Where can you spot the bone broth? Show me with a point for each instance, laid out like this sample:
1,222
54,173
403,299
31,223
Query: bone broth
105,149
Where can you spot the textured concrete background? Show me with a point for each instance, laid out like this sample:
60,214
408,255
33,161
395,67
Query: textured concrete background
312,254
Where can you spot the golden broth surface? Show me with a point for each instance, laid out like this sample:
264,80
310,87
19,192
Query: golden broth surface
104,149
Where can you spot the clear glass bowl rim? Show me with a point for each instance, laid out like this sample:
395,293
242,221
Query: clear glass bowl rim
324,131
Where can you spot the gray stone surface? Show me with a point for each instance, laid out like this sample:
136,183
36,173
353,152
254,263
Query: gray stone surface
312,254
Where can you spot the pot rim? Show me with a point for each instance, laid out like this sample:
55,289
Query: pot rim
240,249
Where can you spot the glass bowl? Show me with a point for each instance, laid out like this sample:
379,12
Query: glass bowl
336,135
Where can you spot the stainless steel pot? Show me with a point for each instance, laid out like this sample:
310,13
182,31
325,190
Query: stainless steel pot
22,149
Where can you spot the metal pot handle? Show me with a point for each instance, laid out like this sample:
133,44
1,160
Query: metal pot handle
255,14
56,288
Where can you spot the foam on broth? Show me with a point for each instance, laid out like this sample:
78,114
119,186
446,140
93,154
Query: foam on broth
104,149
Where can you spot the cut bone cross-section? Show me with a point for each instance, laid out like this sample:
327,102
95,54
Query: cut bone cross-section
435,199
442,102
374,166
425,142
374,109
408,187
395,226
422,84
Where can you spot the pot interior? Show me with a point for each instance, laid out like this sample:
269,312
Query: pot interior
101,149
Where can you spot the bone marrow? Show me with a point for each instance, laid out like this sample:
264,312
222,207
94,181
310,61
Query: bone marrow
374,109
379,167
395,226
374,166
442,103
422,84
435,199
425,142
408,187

------------------------------------------------

CONSIGNE >> Recopiez à l'identique toutes les lignes ci-dessus, du début à la fin, sans rien modifier.

RÉPONSE >>
Where can you spot the bone broth? Show me with a point for each instance, laid out like this sample:
1,222
54,173
403,299
31,223
Query: bone broth
105,149
Where can you spot the textured concrete background? Show me with a point for each instance, laid out like this sample:
60,214
408,255
33,161
395,67
Query: textured concrete background
312,254
Where can you spot the golden broth surface? Show me with a point for each instance, laid out like this sample:
264,80
310,87
19,192
Query: golden broth surface
104,149
Where can you spot the clear glass bowl rim? Show me with a point for each instance, laid out like this sample:
395,293
242,221
Query: clear glass bowl rim
324,131
Where can you spot the gray stone surface? Show me with a point for each instance, laid out like this sample:
136,183
36,173
353,152
254,263
Query: gray stone surface
312,254
Where can you spot the pot rim? Show me with a point for each instance, laid out like this sample:
55,289
Query: pot rim
240,249
Where can you spot the glass bowl? Show me with a point for each instance, laid out like this sample:
379,12
Query: glass bowl
336,135
Where can you spot the stainless steel pot? Show me with a point for each instance, laid out like this sample:
310,13
182,31
325,190
Query: stainless steel pot
22,149
Where can you spot the metal pot handle? Show me with a point for each instance, laid out like this sample:
133,44
1,160
Query: metal pot handle
255,14
56,288
Where can you spot the foam on broth? Show me with a point for each instance, laid out like this sample:
78,114
119,186
446,140
93,154
Query: foam on broth
104,149
Where can you spot the cut bone cross-section? Show me with a point for each instance, laid out like this sample:
327,102
95,54
Query: cut bone cross-section
435,199
442,102
374,166
425,142
374,109
408,187
395,226
422,84
Where can you spot the pot interior? Show me with a point for each instance, laid out like this sample:
269,312
Query: pot interior
101,149
Where can you spot the bone marrow? Show me with a point for each instance, laid out like this sample:
264,312
222,207
94,181
310,61
Query: bone marrow
374,109
379,167
395,226
374,166
442,103
422,84
435,199
425,142
408,187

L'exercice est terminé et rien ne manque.